- [DATASET EXTRACT]
- Opening Delimiter -

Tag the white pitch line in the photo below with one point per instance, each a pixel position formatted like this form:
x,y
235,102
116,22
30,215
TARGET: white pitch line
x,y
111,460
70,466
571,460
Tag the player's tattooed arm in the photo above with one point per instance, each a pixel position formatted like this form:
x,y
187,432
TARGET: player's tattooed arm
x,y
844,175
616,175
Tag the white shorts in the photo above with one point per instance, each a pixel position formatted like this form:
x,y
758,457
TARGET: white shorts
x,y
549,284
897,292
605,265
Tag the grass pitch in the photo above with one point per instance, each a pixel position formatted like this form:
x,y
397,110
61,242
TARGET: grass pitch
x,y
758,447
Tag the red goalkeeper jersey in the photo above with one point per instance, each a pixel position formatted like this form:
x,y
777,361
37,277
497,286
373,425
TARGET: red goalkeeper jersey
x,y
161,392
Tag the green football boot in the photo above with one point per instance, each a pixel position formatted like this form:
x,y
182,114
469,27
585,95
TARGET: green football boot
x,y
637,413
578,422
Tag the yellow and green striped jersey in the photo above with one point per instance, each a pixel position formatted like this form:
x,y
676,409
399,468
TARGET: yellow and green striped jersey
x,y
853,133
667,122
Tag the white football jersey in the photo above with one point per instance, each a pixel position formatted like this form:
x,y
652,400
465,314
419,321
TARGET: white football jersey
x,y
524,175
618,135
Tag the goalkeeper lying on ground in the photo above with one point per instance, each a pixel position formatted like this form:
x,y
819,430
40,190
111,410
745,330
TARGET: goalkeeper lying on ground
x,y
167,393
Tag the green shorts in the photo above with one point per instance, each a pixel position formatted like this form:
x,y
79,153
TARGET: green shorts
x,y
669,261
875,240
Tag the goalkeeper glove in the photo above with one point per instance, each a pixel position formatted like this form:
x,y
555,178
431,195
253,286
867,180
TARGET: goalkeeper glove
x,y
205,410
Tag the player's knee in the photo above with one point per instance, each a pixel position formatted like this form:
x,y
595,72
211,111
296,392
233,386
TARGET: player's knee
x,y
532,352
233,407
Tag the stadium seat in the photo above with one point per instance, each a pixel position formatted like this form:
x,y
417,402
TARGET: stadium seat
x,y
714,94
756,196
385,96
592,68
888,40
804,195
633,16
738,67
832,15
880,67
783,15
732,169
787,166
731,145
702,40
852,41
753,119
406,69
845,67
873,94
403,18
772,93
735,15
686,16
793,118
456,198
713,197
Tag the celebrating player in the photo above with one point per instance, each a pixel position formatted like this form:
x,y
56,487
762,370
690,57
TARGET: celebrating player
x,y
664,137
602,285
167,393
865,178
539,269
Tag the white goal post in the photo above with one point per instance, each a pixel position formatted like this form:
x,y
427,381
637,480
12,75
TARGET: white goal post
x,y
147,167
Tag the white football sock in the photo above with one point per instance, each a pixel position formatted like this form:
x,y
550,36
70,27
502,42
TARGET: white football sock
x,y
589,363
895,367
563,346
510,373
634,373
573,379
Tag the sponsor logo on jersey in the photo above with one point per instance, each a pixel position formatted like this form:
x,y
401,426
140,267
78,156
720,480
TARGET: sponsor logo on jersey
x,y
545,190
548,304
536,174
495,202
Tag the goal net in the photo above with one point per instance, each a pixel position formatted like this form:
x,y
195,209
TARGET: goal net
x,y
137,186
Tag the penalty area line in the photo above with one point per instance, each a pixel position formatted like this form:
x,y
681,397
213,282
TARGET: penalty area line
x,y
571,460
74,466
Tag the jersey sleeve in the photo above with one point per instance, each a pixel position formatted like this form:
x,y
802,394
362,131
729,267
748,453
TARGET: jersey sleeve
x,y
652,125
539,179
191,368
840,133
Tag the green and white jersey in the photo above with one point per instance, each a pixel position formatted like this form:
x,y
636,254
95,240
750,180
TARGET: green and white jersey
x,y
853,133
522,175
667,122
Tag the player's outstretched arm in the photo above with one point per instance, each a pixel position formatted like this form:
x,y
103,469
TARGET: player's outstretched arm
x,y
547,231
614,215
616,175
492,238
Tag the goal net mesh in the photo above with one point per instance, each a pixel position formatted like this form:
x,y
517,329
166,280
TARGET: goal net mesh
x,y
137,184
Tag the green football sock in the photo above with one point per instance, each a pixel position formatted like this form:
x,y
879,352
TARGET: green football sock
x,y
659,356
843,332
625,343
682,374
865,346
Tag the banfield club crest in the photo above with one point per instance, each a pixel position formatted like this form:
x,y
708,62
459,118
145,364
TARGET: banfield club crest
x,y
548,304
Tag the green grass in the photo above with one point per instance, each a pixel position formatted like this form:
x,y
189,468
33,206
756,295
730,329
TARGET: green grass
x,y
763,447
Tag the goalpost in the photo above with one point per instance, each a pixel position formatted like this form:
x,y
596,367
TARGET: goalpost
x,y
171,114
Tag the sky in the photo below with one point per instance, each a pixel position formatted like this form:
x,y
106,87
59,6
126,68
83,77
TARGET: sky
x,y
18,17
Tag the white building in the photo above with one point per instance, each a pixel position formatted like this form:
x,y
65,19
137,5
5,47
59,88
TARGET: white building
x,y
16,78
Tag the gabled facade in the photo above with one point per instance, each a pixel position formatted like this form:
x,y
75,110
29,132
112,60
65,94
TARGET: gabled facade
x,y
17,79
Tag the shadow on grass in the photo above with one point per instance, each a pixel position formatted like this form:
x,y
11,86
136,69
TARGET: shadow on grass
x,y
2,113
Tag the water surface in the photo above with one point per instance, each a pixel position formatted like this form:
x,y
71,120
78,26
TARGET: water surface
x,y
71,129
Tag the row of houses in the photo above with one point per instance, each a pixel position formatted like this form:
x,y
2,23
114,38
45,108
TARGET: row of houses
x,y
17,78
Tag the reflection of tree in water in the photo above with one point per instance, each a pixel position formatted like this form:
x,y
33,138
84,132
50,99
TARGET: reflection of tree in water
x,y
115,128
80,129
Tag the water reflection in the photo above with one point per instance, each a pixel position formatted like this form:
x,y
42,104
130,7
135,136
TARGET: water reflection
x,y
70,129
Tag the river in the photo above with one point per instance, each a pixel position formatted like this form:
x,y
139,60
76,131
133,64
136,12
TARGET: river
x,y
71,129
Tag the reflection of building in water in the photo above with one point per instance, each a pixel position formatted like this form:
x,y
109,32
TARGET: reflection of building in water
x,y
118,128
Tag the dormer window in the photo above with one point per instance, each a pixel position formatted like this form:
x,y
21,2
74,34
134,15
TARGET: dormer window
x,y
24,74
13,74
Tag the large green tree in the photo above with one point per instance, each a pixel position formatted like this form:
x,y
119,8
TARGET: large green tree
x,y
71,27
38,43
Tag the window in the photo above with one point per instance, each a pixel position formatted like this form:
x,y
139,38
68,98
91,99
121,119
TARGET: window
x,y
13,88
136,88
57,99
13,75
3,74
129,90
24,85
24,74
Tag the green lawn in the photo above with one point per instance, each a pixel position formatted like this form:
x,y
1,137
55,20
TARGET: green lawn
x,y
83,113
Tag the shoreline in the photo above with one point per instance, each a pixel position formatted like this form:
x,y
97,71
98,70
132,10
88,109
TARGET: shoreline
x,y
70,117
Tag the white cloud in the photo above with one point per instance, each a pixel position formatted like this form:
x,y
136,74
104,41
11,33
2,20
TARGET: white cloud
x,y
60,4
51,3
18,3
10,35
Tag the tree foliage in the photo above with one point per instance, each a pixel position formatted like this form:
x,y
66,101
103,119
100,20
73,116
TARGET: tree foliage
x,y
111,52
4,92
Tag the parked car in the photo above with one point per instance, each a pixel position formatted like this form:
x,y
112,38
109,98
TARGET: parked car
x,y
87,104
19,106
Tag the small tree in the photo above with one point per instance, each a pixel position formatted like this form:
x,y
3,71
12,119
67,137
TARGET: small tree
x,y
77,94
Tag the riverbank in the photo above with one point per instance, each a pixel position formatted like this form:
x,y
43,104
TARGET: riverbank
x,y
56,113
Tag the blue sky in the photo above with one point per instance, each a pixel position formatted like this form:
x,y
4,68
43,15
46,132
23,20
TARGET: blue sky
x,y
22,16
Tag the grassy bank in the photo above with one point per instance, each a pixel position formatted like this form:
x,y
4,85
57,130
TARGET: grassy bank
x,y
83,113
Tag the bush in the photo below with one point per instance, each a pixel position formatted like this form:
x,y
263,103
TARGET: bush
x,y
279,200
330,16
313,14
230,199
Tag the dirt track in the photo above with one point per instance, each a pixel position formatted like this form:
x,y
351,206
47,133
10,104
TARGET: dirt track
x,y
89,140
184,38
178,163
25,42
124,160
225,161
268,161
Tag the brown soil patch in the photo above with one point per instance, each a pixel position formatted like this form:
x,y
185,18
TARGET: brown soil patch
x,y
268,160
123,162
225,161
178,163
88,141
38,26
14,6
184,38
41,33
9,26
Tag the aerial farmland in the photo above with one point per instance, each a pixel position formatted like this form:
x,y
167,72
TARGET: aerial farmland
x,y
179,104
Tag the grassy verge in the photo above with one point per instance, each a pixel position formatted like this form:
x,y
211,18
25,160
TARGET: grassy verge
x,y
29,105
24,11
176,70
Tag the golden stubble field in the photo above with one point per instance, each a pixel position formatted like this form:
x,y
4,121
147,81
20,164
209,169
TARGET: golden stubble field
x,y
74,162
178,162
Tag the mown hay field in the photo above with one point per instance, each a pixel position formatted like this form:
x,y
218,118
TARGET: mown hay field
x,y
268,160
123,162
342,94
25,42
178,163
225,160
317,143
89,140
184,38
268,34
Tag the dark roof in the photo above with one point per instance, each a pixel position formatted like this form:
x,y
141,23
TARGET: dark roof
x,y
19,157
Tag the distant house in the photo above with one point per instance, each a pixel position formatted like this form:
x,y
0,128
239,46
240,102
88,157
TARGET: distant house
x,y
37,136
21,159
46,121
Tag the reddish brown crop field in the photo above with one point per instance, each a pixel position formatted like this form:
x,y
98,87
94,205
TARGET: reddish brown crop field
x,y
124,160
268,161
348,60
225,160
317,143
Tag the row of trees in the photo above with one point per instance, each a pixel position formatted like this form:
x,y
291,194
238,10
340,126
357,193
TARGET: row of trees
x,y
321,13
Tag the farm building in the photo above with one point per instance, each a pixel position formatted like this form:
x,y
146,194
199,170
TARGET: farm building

- Closing Delimiter -

Reproduce each line of the material containing the word "below".

Tag the white pitch line in the photo below with one point per instance, each a pixel position formatted like this form:
Tag the sky in the photo below with one point per instance, each a pixel position formatted like this form:
Tag the bush in the photo below with one point per instance, each a pixel position formatted like this form:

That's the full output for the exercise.